## Begin
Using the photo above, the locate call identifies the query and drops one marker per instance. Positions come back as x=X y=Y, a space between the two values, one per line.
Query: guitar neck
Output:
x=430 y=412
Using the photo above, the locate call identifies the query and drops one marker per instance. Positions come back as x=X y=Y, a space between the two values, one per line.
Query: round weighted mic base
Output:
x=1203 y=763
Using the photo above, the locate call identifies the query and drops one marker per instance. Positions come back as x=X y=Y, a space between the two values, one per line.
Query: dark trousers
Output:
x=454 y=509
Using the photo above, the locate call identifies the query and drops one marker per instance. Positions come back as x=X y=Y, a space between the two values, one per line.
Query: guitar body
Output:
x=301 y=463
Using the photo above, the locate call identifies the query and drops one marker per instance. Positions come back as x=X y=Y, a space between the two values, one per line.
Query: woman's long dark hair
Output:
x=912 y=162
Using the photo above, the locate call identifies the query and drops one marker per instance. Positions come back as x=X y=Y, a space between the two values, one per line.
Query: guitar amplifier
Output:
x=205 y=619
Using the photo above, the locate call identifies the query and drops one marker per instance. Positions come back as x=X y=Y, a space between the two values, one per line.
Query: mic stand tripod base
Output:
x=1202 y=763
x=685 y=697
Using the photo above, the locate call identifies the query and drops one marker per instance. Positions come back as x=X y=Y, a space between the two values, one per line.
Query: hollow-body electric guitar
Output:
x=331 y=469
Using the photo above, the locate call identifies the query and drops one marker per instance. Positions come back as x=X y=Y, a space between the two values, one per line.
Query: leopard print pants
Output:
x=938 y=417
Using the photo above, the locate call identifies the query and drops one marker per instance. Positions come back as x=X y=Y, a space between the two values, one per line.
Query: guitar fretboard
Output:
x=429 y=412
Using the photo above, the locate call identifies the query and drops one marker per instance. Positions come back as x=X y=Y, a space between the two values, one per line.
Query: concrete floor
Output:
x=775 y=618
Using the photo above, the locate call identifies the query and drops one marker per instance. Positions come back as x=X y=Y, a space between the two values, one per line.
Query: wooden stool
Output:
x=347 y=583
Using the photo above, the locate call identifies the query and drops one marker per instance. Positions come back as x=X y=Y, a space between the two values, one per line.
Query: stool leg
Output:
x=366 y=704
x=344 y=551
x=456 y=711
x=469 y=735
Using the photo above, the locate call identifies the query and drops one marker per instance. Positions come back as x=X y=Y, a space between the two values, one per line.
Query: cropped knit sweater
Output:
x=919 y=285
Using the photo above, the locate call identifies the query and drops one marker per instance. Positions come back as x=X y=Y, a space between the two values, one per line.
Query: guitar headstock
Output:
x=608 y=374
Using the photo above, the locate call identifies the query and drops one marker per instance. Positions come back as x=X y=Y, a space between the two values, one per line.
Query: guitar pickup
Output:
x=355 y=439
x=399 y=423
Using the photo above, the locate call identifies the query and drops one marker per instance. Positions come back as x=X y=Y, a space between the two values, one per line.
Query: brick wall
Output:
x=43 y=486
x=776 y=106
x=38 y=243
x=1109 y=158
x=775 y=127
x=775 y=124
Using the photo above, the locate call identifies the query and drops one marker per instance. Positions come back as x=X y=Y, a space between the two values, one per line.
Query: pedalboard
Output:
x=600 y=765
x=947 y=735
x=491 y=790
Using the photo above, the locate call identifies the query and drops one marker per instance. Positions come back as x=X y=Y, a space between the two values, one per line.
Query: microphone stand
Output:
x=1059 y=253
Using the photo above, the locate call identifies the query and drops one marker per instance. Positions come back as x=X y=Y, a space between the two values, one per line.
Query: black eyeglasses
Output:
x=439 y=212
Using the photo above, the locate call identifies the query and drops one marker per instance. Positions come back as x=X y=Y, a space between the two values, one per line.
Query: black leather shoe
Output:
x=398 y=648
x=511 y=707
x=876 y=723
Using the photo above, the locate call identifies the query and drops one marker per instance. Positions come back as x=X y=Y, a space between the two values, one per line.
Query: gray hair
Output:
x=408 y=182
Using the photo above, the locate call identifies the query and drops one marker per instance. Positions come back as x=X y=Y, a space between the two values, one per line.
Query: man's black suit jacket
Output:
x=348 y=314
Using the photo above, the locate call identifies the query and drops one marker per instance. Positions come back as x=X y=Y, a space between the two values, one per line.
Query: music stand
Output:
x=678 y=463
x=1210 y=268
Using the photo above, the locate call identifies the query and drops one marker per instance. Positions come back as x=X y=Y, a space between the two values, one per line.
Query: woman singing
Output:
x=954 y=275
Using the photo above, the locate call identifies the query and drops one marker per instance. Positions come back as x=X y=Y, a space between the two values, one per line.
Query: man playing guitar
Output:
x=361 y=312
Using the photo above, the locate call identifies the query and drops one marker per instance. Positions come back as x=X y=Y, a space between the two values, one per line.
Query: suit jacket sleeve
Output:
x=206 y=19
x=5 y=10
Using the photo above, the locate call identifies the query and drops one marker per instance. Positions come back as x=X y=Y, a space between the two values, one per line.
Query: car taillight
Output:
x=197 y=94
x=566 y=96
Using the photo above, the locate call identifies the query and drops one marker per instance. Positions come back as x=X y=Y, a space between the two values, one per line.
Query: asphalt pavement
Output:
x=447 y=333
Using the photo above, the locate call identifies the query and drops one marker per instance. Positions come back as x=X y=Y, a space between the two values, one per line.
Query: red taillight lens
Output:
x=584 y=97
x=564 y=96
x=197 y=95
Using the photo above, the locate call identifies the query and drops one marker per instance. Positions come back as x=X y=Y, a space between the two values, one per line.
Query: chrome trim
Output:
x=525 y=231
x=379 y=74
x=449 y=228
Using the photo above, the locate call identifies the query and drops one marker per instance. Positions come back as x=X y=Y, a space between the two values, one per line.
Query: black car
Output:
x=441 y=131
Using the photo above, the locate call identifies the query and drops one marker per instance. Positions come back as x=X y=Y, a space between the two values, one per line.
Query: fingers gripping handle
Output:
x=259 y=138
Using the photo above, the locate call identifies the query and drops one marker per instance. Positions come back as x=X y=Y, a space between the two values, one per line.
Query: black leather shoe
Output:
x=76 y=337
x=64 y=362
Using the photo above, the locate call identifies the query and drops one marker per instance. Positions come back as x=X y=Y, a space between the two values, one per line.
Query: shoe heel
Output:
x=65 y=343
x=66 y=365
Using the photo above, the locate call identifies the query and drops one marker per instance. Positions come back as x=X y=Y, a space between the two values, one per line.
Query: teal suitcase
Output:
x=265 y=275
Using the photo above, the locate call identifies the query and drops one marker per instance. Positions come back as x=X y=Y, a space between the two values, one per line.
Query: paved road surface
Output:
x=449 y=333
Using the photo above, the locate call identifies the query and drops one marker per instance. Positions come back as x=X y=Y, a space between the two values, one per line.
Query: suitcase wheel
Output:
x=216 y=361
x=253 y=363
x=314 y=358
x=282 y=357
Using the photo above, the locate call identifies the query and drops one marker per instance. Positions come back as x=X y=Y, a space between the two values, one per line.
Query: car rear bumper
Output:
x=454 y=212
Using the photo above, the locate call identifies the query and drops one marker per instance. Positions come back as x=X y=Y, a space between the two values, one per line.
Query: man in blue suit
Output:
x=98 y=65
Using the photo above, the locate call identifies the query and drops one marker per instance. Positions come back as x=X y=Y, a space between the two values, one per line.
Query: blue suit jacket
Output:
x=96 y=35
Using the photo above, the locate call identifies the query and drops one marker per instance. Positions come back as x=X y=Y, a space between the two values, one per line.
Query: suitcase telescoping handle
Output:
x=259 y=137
## End
Convert every line of the records above into a JSON array of strings, one string per line, skipping any blank lines.

[
  "Using the photo above, the locate call identifies the query and drops one marker per instance. Positions come back as x=X y=Y, a space between the two values, one per line.",
  "Query: guitar neck",
  "Output:",
  "x=430 y=412",
  "Using the photo above, the locate call identifies the query and drops one marker per instance. Positions come back as x=X y=Y, a space between the two values, one per line.",
  "Query: round weighted mic base",
  "Output:",
  "x=1203 y=763",
  "Using the photo above, the locate call identifies the query and drops one marker per instance. Positions come back as x=X y=Y, a space between the two values, one per line.",
  "Query: dark trousers",
  "Output:",
  "x=454 y=509",
  "Using the photo above, the locate call identifies the query and drops one marker per instance. Positions come back as x=X y=Y, a space between the two values, one per line.",
  "Query: guitar body",
  "Output:",
  "x=301 y=463",
  "Using the photo above, the locate call identifies the query and drops one marker per instance. Positions come back as x=X y=Y, a space between the two values, one per line.",
  "Query: woman's long dark hair",
  "Output:",
  "x=912 y=162",
  "Using the photo above, the locate call identifies the query and drops one marker per instance. Positions come back as x=X y=Y, a space between the two values, one per line.",
  "Query: guitar amplifier",
  "Output:",
  "x=205 y=619",
  "Using the photo above, the locate call identifies the query and drops one marker per instance. Positions come back as x=X y=Y, a space between the two values, one per line.",
  "Query: mic stand tripod base",
  "Output:",
  "x=1202 y=763",
  "x=685 y=697",
  "Using the photo above, the locate call identifies the query and drops one marker per instance. Positions come back as x=X y=Y, a space between the two values, one per line.",
  "Query: hollow-body electric guitar",
  "Output:",
  "x=331 y=469",
  "Using the photo above, the locate call identifies the query and drops one marker per instance. Positions come back as x=X y=Y, a space between the two values, one per line.",
  "Query: leopard print pants",
  "Output:",
  "x=938 y=417",
  "Using the photo above, the locate call identifies the query and drops one marker per instance. Positions come back as x=X y=Y, a space between the two values, one per line.",
  "Query: guitar fretboard",
  "Output:",
  "x=429 y=412",
  "Using the photo above, the locate call identifies the query and drops one marker per instance. Positions come back as x=X y=Y, a space between the two values, one per line.",
  "Query: concrete floor",
  "Output:",
  "x=775 y=618",
  "Using the photo above, the locate call identifies the query and drops one marker per instance. Positions come back as x=X y=Y, a space between the two values, one per line.",
  "Query: wooden stool",
  "Output:",
  "x=347 y=583",
  "Using the photo above, the locate call identifies the query and drops one marker per instance. Positions come back as x=X y=Y, a space between the two values, one per line.",
  "Query: stool leg",
  "Output:",
  "x=366 y=704",
  "x=344 y=551",
  "x=456 y=711",
  "x=469 y=735",
  "Using the photo above, the locate call identifies the query and drops one marker per instance. Positions come back as x=X y=Y, a space between the two values, one per line.",
  "Query: cropped knit sweater",
  "Output:",
  "x=919 y=285",
  "Using the photo above, the locate call identifies the query and drops one marker per instance. Positions come back as x=X y=Y, a space between the two values, one per line.",
  "Query: guitar headstock",
  "Output:",
  "x=608 y=374",
  "Using the photo above, the locate call identifies the query and drops one marker per instance. Positions come back as x=X y=Y, a space between the two values, one per line.",
  "Query: guitar pickup",
  "Output:",
  "x=355 y=439",
  "x=399 y=423",
  "Using the photo above, the locate call identifies the query and drops one marker per instance. Positions come back as x=X y=Y, a space between the two values, one per line.",
  "Query: brick wall",
  "Output:",
  "x=43 y=486",
  "x=776 y=106",
  "x=38 y=243",
  "x=1109 y=158",
  "x=775 y=127",
  "x=775 y=124",
  "Using the photo above, the locate call identifies the query and drops one marker per instance. Positions come back as x=X y=Y, a space between the two values, one per line.",
  "Query: pedalboard",
  "Output:",
  "x=600 y=765",
  "x=947 y=735",
  "x=491 y=790",
  "Using the photo above, the locate call identifies the query and drops one marker per instance. Positions come back as x=X y=Y, a space between the two values, one per line.",
  "Query: microphone stand",
  "Output:",
  "x=1059 y=253",
  "Using the photo above, the locate call identifies the query and drops one marker per instance. Positions come back as x=X y=Y, a space between the two values, one per line.",
  "Query: black eyeglasses",
  "Output:",
  "x=439 y=212",
  "Using the photo above, the locate call identifies the query and drops one marker per instance. Positions come back as x=X y=Y, a space between the two values, one per line.",
  "Query: black leather shoe",
  "Output:",
  "x=398 y=648",
  "x=511 y=707",
  "x=876 y=723",
  "Using the photo above, the locate call identifies the query and drops one marker per instance. Positions come back as x=X y=Y, a space between the two values, one per line.",
  "Query: gray hair",
  "Output:",
  "x=408 y=182",
  "Using the photo above, the locate call identifies the query and drops one marker per instance. Positions come back as x=X y=Y, a space between the two values, one per line.",
  "Query: man's black suit jacket",
  "Output:",
  "x=348 y=314",
  "Using the photo above, the locate call identifies the query and drops one marker per instance. Positions come back as x=X y=Y, a space between the two values, one per line.",
  "Query: music stand",
  "Output:",
  "x=678 y=463",
  "x=1210 y=268",
  "Using the photo above, the locate call identifies the query and drops one marker per instance. Positions come back as x=X y=Y, a space between the two values, one per line.",
  "Query: woman singing",
  "Output:",
  "x=954 y=275",
  "Using the photo above, the locate call identifies the query and drops one marker per instance. Positions come back as x=X y=Y, a space between the two values, one per line.",
  "Query: man playing guitar",
  "Output:",
  "x=361 y=312",
  "Using the photo above, the locate call identifies the query and drops one marker per instance. Positions come back as x=X y=Y, a space between the two values, one per line.",
  "Query: suit jacket sleeve",
  "Output:",
  "x=206 y=19",
  "x=5 y=10",
  "Using the photo above, the locate call identifies the query and drops one marker per instance. Positions come back as x=X y=Y, a space between the two values, one per line.",
  "Query: car taillight",
  "Output:",
  "x=197 y=94",
  "x=566 y=96",
  "Using the photo above, the locate call identifies the query and drops one marker per instance. Positions come back as x=X y=Y, a space between the two values, one per line.",
  "Query: asphalt pavement",
  "Output:",
  "x=447 y=333",
  "Using the photo above, the locate call identifies the query and drops one marker per instance. Positions come back as x=X y=Y, a space between the two values, one per line.",
  "Query: red taillight lens",
  "Output:",
  "x=584 y=97",
  "x=564 y=96",
  "x=197 y=95",
  "Using the photo above, the locate call identifies the query and drops one marker per instance. Positions come back as x=X y=Y, a space between the two values, one per line.",
  "Query: chrome trim",
  "Output:",
  "x=525 y=231",
  "x=379 y=74",
  "x=449 y=228",
  "Using the photo above, the locate call identifies the query and drops one marker per instance. Positions come back as x=X y=Y, a space between the two values, one per line.",
  "Query: black car",
  "Output:",
  "x=441 y=131",
  "Using the photo above, the locate call identifies the query and drops one marker per instance. Positions come back as x=X y=Y, a space between the two values, one per line.",
  "Query: fingers gripping handle",
  "Output:",
  "x=259 y=138",
  "Using the photo above, the locate call identifies the query and drops one marker per instance. Positions come back as x=X y=Y, a space between the two values, one per line.",
  "Query: black leather shoe",
  "Output:",
  "x=76 y=337",
  "x=64 y=362",
  "Using the photo above, the locate call identifies the query and drops one marker per instance. Positions come back as x=X y=Y, a space between the two values, one per line.",
  "Query: shoe heel",
  "Output:",
  "x=65 y=343",
  "x=66 y=365",
  "Using the photo above, the locate call identifies the query and drops one marker per instance. Positions come back as x=X y=Y, a space between the two values, one per line.",
  "Query: teal suitcase",
  "Output:",
  "x=265 y=275",
  "Using the photo above, the locate call identifies the query and drops one marker per instance. Positions come back as x=X y=Y, a space between the two values, one per line.",
  "Query: paved road surface",
  "Output:",
  "x=449 y=333",
  "Using the photo above, the locate call identifies the query and drops one marker per instance. Positions come back as x=X y=Y, a space between the two values, one per line.",
  "Query: suitcase wheel",
  "Output:",
  "x=216 y=361",
  "x=253 y=363",
  "x=314 y=358",
  "x=282 y=357",
  "Using the photo above, the locate call identifies the query and drops one marker per instance. Positions come back as x=X y=Y, a space between the two values, one per line.",
  "Query: car rear bumper",
  "Output:",
  "x=454 y=212",
  "Using the photo above, the locate call identifies the query and drops one marker per instance. Positions come back as x=X y=Y, a space between the two values, one per line.",
  "Query: man in blue suit",
  "Output:",
  "x=98 y=65",
  "Using the photo above, the locate call identifies the query and drops one marker per instance. Positions come back as x=X y=Y, a space between the two values, one per line.",
  "Query: blue suit jacket",
  "Output:",
  "x=96 y=35",
  "Using the photo above, the locate call identifies the query and drops one marker per instance. Positions come back as x=X y=Y, a space between the two values, one per line.",
  "Query: suitcase telescoping handle",
  "Output:",
  "x=259 y=137"
]